WHAT TO DO
In the records that come next, find every line with "jacket". Return those lines.

─── SOURCE DATA ───

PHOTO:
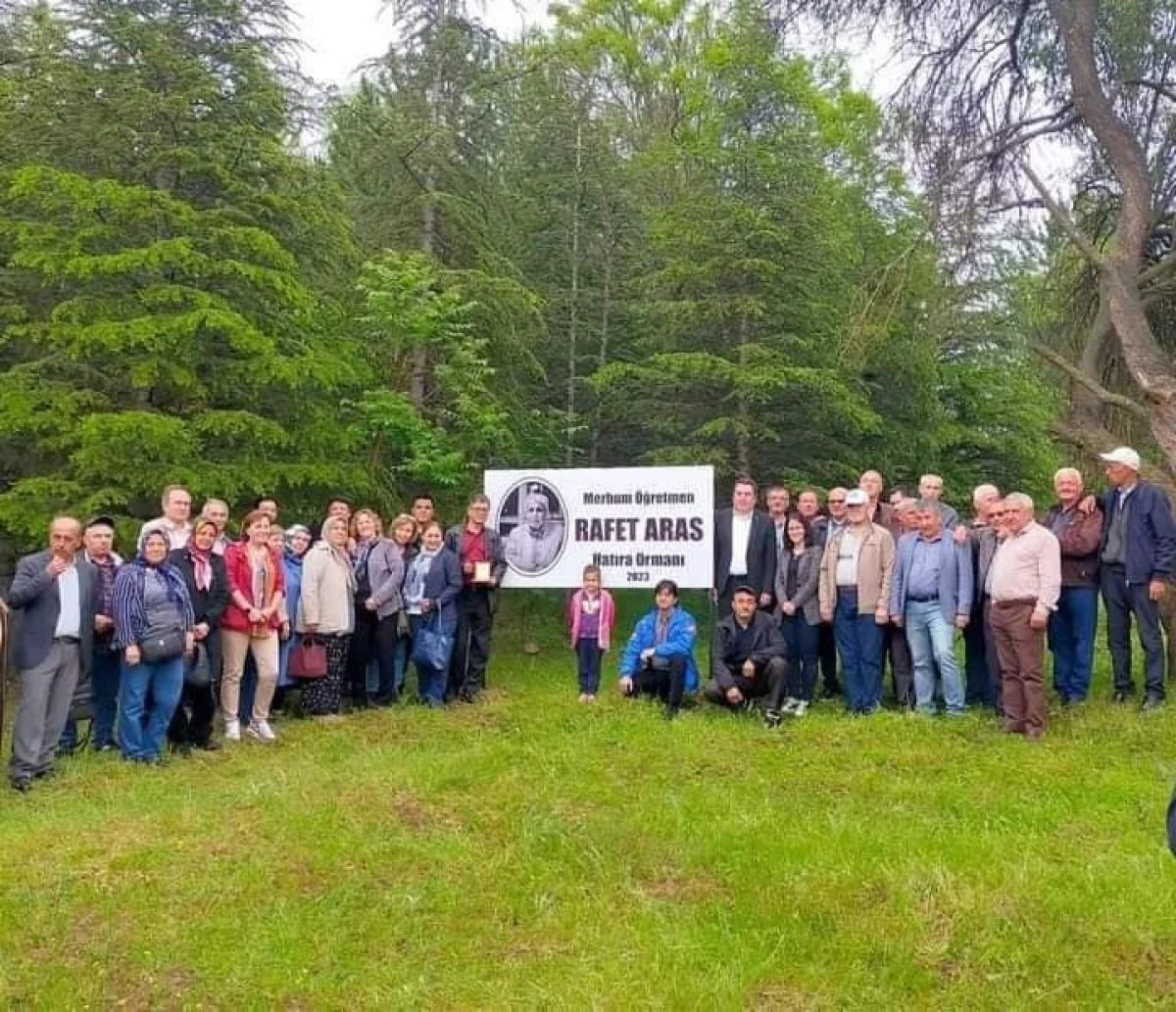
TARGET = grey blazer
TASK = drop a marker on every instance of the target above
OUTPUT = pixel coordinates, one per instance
(808, 577)
(35, 595)
(386, 572)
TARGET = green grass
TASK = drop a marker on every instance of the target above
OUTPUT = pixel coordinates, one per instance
(534, 852)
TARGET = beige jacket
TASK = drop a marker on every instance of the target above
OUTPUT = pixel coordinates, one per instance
(875, 569)
(328, 593)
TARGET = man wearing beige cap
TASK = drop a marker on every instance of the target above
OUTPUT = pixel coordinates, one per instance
(1139, 542)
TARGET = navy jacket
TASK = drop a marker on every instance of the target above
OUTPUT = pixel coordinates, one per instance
(34, 594)
(956, 576)
(1151, 536)
(444, 584)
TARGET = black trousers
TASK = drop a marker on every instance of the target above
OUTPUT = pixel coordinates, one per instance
(663, 678)
(903, 665)
(383, 643)
(769, 681)
(471, 642)
(363, 649)
(827, 653)
(1124, 601)
(192, 723)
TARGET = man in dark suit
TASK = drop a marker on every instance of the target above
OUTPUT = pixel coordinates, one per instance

───

YOUR RESPONSE
TARGET = beige jacket
TARGET = navy jacket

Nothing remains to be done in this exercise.